### Text block
════════
On balance, the Tribunal considered that the applicant had stronger ties to Australia than with his relative future prospect in India, had a desire to remain in Australia and was using the Student visa stream not to study and improve his career prospects in India but for the purpose of maintaining residency, lifestyle and access to earnings in Australia ([33]-[34]).
The Tribunal concluded the applicant did not meet cl 500.212(a) in Schedule 2 of the Regulations as it was not satisfied that the applicant intended to genuinely stay in Australia temporarily ([35]-[36]).
Accordingly, the Tribunal affirmed the delegate’s decision ([38]).
PROCEEDINGS IN THIS COURT
These proceedings were commenced pursuant to s 476(1) of the Migration Act 1958 (Cth) (“the Act”) by application filed on 27 July 2023.
The applicant also filed an Affidavit affirmed on 27 July 2023. The Affidavit states that the applicant has reasonable grounds for establishing that the Tribunal’s decision contains jurisdictional errors and annexes a copy of the Tribunal’s decision.
Procedural orders were made permitting the applicant to file an Amended Application with proper particulars of the grounds of the application and any additional evidence that he sought to rely on and requiring the applicant to file written submissions. The first respondent was ordered to file and serve written submissions and any additional evidence which the first respondent sought to rely upon. Orders were also made as to the preparation, filing, and service of a Court Book.
The applicant did not file an Amended Application or any further evidence. The applicant did not file written submissions.
The material before the Court included the Application for judicial review, the applicant’s Affidavit filed on 27 July 2023, the first respondent’s Response filed on 16 October 2023, the first respondent’s written submissions and a Court Book.
The grounds of review set out in the Application are (without alteration):
Ground One
The Second Respondent’s decision was affected by jurisdictional error in that the applicant was denied procedural fairness under s 359 of the Migration Act 1958 and failed to take into account relevant considerations.
Particulars
a) The applicant applied for a review of his decision. There was no way that the Applicant was able to know of the likely time frame to have a hearing allocated by the Second Respondent as there was no consistency.
b) The Tribunal failed to provide procedural fairness to the Applicant in circumstances where the Tribunal failed to take into account the circumstances that led to the refusal.
c) The Second Respondent did not consider that the intentions of the applicant to return to his hometown and considered the fact that his family have assets of close to one million dollars in India, both parents and two brothers. The Second Respondent placed focussed entirely on the low pay employment the applicant has in Australia, which and did not consider the fact that the applicant actually had an excellent academic record, having already completed a Master course in I.T.
Ground Two
The Second Respondent made jurisdictional error in that it denied the applicant procedural fairness and did not have regard for the applicant’s record and excellent prospects upon returning home.
The applicant appeared before the Court in person via Microsoft Teams. He appeared without legal representation.
The Court confirmed with the applicant that he had access to the materials before the Court.
CONSIDERATION
For the applicant to be successful, he must satisfy the Court that the Tribunal’s decision is affected by jurisdictional error.
════════
### Dataset excerpt
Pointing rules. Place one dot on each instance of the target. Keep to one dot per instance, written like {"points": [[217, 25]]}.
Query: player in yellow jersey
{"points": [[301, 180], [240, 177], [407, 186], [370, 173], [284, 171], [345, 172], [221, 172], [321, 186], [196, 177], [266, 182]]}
════════
### Instruction 1
According to the judgment excerpt, on what date was the application for judicial review filed?
### Instruction 2
Do these statements agree with the judgment excerpt? Answer yes or no for each and quote the deciding words.
(a) The applicant filed an Amended Application.
(b) The applicant appeared before the Court with legal representation.
(c) The Tribunal affirmed the delegate's decision.
### Instruction 3
Can you sum up the judgment excerpt in two sentences?

### Complete response 1
27 July 2023.

### Complete response 2
(a) No: "The applicant did not file an Amended Application or any further evidence."
(b) No: "He appeared without legal representation."
(c) Yes: "Accordingly, the Tribunal affirmed the delegate’s decision"

### Complete response 3
The Tribunal was not satisfied that the applicant intended to genuinely stay in Australia temporarily, so it found he did not meet cl 500.212(a) and affirmed the delegate's decision. The applicant sought judicial review in this Court on grounds of jurisdictional error and denial of procedural fairness, but he filed no Amended Application, further evidence or written submissions, and he appeared in person without legal representation.